Referring expression pointing data:
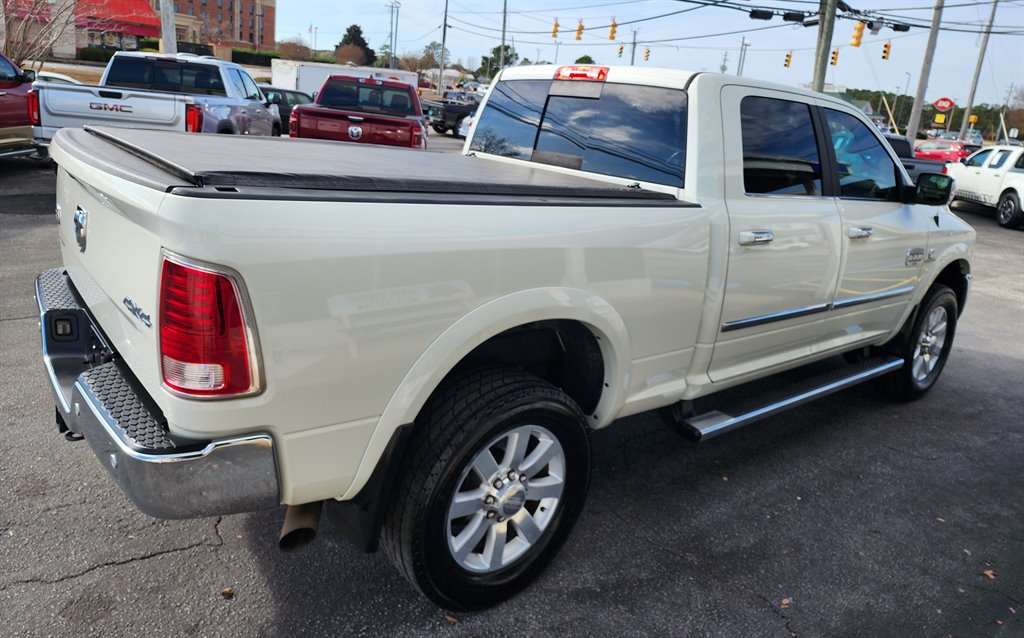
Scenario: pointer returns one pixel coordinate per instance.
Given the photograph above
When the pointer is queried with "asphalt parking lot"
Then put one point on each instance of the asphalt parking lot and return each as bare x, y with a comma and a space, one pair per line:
854, 516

# [WHAT YOU ARE ASKED TO DO]
Every line of the records above where the string "pointer" is found should be copied.

# [FINISHED TASK]
Scenario: pointer returns one pixel coordinate per instance.
When the pointer is queried with "asphalt parking lot"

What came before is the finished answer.